- _READING PASSAGE_:
*** Begin section ***

On China’s expanding influence abroad and on your question on what Barnett would say regarding China’s expanding influence, I believe Barnett would say that we should not perceive it as a threat, but rather as an expression of the same root problem affecting U.S. foreign policy, mainly its dire need for energy resources. He has argued in his blog that people easily identify energy as the root of U.S. Foreign Policy decisions but fail to note that the same holds true for China. He argues that the problem lies in the fact that military planners, on both sides, ignore this reality, and instead spend their time planning wars a la Cold War II. That is we can’t be fearful of China seeking energy resources throughout the globe but rather recognize that there are rational reasons behind their actions, driven by many of the things that drive us to the Middle East and yes, Latin America. Once we recognize this, we can better go about working together to resolve these problems and come up with mutually beneficial solutions, by having Chinese, Indian, American and other companies investing in energy resources, both petrol and alternative, to ensure that we can all have the resources we need to continue to feed our respective economic growth.

If you read PNM, Barnett cautions against this same thing as well. He sees the world as being in a similar situation as Europe encountered at the turn of the last century. The Globalization at the time was based on empires and at the turn of the century, there were rising powers that could not expand because of that system, as the rest of the world was already colonized by the existing powers. What happened, these players began to raise tariffs to protect internal economies, close their areas of influence to others to ensure that they could not be taken away, and built up their militaries to win the coming war. Eventually, each power followed suit, engaging in spiraling arm’s races that lead to a war none wanted, nor could decisively win. This destroyed that globalization (WWI and WWII (a byproduct of the unresolved issues of WWI)).

*** End section ***

- _THE DATA_:

*** Begin section ***

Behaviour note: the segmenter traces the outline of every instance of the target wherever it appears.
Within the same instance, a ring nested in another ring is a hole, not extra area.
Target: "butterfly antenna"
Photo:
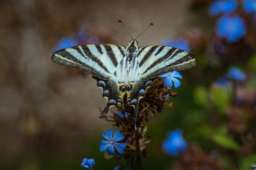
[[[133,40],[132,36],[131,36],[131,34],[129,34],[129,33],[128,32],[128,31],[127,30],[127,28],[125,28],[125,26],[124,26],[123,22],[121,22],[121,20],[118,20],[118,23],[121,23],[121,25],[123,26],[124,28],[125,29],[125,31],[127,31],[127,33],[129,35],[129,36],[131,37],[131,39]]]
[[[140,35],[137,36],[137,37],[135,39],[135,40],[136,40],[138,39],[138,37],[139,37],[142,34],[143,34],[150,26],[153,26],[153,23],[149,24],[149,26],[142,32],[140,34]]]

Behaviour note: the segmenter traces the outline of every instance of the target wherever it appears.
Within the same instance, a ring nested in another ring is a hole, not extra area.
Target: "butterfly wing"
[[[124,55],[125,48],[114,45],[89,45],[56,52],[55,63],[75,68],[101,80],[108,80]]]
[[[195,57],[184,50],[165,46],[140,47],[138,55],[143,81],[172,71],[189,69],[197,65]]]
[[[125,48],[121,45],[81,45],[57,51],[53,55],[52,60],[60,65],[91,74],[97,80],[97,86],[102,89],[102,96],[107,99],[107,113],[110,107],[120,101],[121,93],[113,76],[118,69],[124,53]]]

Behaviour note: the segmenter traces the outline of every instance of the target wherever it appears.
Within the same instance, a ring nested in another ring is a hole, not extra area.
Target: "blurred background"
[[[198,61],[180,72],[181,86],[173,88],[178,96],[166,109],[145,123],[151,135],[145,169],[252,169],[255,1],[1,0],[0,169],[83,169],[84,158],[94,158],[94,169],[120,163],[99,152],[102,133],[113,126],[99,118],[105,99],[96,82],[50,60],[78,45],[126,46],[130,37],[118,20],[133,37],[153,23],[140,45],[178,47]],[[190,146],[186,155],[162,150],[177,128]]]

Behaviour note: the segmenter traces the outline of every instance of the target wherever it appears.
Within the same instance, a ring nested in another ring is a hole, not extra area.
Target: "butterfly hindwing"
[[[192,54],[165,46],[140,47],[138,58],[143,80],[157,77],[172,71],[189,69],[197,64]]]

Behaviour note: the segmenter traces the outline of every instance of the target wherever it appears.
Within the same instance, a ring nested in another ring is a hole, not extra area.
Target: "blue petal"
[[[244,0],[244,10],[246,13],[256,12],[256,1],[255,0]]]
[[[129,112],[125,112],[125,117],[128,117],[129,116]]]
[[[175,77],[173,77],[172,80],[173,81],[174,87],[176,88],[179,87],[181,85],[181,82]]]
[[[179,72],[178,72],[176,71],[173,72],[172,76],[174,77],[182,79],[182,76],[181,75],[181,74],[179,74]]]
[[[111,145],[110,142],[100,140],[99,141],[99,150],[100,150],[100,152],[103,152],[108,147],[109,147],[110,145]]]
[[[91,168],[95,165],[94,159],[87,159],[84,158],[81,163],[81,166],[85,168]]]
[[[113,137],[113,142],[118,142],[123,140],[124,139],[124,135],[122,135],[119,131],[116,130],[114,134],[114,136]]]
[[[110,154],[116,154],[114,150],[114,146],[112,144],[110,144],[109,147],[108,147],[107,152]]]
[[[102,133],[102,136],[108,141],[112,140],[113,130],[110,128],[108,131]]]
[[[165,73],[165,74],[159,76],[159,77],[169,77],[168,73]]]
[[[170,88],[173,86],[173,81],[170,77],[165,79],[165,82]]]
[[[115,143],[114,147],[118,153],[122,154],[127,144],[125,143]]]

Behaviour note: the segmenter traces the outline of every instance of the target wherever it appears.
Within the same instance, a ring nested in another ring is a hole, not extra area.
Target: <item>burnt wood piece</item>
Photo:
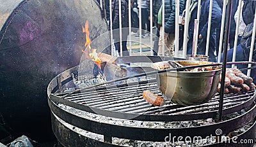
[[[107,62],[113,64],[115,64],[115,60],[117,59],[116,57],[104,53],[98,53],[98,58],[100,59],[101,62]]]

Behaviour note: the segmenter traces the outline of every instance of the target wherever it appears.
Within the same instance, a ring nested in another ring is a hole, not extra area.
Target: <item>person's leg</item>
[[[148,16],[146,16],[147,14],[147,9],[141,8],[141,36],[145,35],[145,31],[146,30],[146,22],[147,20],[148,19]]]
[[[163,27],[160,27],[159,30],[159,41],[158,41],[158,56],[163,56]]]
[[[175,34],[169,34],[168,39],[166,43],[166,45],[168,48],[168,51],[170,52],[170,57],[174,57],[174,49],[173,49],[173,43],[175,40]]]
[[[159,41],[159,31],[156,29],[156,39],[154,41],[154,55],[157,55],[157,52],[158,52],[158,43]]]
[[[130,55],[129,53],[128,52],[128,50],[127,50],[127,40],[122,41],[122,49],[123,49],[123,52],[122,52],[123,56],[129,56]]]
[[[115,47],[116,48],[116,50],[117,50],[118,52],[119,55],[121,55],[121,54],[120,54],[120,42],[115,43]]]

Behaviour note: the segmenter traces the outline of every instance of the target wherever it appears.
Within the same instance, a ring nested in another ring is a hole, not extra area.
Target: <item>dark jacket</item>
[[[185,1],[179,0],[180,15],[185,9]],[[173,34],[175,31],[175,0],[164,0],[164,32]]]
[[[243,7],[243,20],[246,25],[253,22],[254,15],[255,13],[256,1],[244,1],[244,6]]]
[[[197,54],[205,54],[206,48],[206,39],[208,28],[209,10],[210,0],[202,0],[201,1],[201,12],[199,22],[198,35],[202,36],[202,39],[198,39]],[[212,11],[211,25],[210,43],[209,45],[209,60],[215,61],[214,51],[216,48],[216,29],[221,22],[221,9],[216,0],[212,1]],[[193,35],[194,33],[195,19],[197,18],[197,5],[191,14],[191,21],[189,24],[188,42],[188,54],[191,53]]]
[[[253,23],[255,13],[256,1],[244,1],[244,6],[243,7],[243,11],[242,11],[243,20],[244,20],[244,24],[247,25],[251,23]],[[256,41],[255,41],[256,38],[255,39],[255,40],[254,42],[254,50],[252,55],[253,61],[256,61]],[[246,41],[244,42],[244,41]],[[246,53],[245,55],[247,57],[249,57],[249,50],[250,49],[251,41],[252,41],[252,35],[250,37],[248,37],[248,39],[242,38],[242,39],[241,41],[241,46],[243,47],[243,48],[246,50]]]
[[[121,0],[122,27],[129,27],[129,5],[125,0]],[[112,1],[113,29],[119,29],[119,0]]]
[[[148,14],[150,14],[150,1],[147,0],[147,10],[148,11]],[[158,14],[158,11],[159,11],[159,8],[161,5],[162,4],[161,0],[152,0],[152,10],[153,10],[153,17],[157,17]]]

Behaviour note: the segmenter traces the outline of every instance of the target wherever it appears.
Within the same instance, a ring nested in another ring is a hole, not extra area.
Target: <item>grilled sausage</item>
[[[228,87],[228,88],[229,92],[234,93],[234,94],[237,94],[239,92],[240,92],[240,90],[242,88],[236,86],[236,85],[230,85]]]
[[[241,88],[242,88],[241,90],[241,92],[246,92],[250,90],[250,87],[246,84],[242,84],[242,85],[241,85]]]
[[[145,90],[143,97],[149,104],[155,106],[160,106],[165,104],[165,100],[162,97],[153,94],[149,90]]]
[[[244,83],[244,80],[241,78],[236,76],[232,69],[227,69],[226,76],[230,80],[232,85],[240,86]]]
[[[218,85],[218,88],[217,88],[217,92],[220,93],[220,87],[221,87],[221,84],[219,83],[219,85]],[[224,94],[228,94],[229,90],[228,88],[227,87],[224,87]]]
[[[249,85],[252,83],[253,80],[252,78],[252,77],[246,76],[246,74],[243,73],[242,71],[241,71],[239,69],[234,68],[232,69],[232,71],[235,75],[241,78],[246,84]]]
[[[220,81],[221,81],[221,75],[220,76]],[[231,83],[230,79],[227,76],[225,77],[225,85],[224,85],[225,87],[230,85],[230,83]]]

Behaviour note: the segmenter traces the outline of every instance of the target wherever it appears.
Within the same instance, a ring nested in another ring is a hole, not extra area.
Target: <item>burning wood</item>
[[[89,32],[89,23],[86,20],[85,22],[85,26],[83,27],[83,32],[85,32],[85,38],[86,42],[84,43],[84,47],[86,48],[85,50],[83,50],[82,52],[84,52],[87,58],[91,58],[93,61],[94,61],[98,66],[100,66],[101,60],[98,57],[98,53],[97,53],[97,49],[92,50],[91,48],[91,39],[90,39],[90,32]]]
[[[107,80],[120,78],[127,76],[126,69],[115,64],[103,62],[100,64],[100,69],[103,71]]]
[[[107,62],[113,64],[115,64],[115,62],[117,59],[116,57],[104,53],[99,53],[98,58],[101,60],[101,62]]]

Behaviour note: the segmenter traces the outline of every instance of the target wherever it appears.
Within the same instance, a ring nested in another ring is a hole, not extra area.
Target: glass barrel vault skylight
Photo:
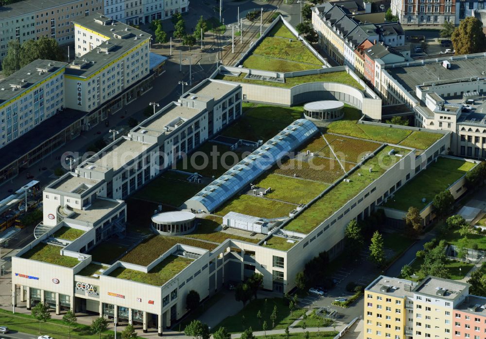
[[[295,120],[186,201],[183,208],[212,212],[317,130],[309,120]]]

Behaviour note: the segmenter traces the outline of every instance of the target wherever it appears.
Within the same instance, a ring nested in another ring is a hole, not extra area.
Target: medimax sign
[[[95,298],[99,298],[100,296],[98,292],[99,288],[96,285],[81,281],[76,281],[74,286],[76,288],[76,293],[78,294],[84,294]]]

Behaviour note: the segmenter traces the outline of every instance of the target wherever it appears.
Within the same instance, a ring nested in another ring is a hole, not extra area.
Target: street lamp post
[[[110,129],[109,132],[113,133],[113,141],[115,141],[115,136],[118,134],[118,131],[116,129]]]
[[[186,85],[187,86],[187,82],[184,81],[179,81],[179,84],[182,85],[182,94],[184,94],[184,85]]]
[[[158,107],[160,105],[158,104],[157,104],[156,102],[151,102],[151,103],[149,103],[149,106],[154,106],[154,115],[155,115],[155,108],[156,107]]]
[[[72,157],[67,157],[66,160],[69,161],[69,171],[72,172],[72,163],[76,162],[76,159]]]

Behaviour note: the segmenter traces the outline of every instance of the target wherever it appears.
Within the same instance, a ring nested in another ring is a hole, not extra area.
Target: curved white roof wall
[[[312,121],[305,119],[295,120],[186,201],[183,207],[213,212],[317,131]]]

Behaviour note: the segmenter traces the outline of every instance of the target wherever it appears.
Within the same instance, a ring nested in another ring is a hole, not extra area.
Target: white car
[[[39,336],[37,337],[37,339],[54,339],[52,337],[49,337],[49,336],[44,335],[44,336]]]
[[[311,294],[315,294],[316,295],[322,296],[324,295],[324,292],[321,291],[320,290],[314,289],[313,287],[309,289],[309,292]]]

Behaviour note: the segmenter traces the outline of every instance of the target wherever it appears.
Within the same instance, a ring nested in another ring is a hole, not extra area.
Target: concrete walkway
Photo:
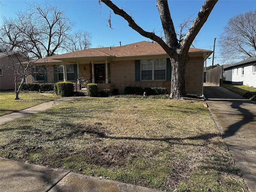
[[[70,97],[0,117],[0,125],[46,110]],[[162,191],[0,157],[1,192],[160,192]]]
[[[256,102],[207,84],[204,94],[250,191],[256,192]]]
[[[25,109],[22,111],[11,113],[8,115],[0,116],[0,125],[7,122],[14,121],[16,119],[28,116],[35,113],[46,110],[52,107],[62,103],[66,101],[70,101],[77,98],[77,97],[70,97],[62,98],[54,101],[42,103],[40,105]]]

*** End section ***
*** Begin section ***

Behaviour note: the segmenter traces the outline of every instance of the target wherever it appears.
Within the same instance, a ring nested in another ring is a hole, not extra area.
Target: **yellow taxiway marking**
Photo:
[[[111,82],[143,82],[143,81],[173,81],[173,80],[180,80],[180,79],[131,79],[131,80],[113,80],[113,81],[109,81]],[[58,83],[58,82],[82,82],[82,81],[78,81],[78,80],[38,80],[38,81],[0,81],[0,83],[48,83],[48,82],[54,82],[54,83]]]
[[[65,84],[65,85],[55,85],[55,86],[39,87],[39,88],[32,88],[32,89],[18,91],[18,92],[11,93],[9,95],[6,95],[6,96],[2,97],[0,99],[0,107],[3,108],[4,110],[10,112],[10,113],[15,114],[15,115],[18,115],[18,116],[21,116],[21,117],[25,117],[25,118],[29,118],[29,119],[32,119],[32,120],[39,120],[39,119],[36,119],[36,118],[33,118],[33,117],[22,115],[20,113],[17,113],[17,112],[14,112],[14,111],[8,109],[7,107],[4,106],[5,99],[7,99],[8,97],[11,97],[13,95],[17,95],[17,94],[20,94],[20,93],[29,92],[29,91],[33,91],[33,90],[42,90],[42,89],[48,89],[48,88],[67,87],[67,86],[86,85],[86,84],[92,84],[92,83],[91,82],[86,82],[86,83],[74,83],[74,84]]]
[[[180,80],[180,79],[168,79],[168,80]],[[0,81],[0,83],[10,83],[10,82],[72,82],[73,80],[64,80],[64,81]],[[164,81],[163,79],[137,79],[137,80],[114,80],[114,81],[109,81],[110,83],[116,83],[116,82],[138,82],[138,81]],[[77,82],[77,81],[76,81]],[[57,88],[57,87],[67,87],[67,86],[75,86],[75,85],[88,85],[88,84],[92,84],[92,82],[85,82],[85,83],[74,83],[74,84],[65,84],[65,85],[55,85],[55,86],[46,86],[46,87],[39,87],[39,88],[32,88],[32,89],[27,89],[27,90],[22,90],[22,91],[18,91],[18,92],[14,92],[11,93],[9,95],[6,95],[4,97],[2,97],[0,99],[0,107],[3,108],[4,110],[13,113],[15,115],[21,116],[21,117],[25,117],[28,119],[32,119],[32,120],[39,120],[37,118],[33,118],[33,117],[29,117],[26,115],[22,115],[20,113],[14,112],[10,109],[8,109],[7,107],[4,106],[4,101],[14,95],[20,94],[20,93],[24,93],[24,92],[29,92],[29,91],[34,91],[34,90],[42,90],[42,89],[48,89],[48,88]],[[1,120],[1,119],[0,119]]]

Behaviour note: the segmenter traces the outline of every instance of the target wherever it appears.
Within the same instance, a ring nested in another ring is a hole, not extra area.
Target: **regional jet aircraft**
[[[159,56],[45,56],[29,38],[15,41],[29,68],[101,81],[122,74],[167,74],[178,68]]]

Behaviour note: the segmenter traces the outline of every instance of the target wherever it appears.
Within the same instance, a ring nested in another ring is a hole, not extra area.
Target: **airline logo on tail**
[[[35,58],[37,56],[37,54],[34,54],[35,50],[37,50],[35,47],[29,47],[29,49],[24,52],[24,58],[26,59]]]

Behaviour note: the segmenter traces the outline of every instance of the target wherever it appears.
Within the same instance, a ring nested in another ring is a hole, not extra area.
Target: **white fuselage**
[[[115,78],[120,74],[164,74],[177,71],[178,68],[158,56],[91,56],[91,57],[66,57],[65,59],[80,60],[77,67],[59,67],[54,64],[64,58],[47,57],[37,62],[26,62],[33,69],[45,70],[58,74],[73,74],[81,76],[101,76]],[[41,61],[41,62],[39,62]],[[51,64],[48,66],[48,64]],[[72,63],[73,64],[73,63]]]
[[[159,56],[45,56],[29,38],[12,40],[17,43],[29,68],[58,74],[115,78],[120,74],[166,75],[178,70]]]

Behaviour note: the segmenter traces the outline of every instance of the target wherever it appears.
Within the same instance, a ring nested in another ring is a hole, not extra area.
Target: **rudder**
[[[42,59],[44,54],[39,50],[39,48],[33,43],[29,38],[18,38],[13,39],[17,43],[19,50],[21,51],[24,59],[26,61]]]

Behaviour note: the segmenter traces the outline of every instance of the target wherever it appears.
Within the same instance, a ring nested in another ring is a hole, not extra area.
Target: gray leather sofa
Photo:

*** End section ***
*** Begin section ***

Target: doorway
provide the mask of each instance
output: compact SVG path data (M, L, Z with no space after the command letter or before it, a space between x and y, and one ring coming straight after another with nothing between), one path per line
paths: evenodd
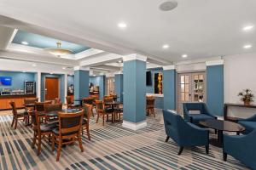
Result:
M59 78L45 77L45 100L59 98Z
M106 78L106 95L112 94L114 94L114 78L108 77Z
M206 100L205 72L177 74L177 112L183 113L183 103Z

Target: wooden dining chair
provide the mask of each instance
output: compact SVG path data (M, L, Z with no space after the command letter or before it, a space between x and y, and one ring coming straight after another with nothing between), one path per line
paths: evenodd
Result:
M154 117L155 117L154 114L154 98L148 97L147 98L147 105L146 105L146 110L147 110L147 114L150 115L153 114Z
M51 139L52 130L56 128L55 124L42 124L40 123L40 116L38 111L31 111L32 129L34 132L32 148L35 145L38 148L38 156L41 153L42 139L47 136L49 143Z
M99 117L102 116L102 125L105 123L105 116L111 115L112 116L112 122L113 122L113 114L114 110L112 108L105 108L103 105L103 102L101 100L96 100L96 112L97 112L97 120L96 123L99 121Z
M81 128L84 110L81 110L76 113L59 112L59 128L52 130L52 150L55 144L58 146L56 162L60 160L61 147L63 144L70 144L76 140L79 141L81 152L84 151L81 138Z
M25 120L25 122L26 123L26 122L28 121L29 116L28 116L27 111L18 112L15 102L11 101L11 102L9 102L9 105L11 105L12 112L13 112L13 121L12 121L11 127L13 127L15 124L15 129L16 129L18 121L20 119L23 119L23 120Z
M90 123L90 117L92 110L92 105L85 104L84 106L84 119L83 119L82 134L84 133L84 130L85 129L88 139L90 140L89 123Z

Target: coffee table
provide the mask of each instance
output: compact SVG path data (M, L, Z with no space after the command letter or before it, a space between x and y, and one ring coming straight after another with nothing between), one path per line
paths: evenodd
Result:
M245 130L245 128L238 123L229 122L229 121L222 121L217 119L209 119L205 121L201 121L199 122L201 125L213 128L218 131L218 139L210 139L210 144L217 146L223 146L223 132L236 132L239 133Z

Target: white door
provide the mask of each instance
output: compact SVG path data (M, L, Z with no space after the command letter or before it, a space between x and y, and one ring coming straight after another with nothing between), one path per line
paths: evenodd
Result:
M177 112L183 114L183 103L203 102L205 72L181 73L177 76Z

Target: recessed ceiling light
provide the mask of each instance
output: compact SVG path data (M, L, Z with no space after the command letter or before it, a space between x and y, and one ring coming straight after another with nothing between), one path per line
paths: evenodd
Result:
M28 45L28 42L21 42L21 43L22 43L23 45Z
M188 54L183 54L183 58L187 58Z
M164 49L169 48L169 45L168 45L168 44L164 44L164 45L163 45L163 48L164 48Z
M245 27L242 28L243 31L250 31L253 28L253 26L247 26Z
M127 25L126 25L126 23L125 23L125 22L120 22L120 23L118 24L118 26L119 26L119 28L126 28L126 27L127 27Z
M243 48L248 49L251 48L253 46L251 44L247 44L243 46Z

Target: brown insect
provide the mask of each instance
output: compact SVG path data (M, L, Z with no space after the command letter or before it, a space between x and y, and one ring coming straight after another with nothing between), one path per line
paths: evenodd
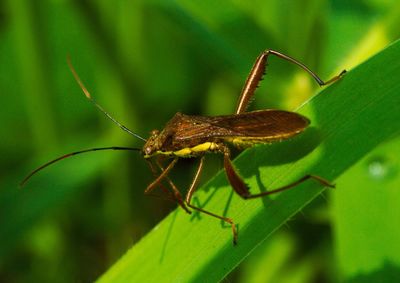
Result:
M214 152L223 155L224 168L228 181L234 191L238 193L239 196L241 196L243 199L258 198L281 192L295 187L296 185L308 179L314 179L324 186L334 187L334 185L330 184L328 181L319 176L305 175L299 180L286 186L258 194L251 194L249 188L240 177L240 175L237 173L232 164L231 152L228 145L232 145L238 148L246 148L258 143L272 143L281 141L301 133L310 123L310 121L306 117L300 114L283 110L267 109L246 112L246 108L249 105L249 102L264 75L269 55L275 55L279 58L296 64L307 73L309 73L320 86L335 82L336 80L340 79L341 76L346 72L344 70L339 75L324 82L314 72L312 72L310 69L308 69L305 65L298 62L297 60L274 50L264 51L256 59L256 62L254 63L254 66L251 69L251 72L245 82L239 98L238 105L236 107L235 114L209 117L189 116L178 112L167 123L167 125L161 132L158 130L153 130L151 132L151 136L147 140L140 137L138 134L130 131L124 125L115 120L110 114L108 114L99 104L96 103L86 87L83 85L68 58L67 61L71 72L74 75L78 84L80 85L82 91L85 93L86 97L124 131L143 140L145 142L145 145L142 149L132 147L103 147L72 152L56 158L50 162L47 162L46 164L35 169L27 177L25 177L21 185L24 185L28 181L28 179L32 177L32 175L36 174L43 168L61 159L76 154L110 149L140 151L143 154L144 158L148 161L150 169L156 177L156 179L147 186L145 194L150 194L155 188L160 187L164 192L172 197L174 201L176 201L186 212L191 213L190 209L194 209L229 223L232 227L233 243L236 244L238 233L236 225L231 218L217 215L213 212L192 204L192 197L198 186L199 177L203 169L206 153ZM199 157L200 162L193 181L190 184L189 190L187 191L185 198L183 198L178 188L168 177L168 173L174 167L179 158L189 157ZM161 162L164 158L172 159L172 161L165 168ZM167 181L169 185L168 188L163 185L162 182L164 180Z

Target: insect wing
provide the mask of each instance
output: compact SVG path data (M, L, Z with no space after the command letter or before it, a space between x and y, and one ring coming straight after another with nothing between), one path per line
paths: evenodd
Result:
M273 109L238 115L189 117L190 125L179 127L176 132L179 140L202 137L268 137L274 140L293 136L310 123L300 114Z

*** End section ***

- _WHAT YOU NEED TO DO_:
1. Return the passage on Barnett and China's influence word for word, starting with "If you read" and going on through "issues of WWI)).".
2. Take the passage on Barnett and China's expanding influence further, continuing from where it stops.
The material that comes after the text about Barnett's view of China is not used for any of these tasks.

- _OUTPUTS FOR THE TASKS_:
1.
If you read PNM, Barnett cautions against this same thing as well. He sees the world as being in a similar situation as Europe encountered at the turn of the last century. The Globalization at the time was based on empires and at the turn of the century, there were rising powers that could not expand because of that system, as the rest of the world was already colonized by the existing powers. What happened, these players began to raise tariffs to protect internal economies, close their areas of influence to others to ensure that they could not be taken away, and built up their militaries to win the coming war. Eventually, each power followed suit, engaging in spiraling arm’s races that lead to a war none wanted, nor could decisively win. This destroyed that globalization (WWI and WWII (a byproduct of the unresolved issues of WWI)).

2.
Barnett argues that China is similarly situated to the US at the turn of the century. The Brits saw the U.S. as a rising power that could equal if not surpass their strength, rather than confront us, the Brits chose to engage the U.S. and work together on common problems to both. After the old globalization system collapsed (colonialism) the U.S. rose to power, and created, through Bretton Woods and other agreements the edifice upon which globalization was rebuilt. Barnett argues that we must do the same with the Chinese; we need to recognize the challenges they face and engage them to resolve them. We also need to connect them to this form of globalization so that they benefit as much as we and the rest of the West do.

As for the part of the argument relating to Latin America, specifically, it is only natural that the states in the region begin to look to the outside as only then can their economies grow independent of the U.S. Most economists and development specialists have argued for years that this needed to be done. I call it horizontal integration to the world. It is another aspect of globalization. The first, vertical integration related to how the developing world connected to the developed economies of the west, now however, these states are connecting to each other and rising Core countries, fueling each others development in turn. Where Chavez is concerned, he is a problem we will have to deal with eventually, but of a different sort than China or the rest of Latin America.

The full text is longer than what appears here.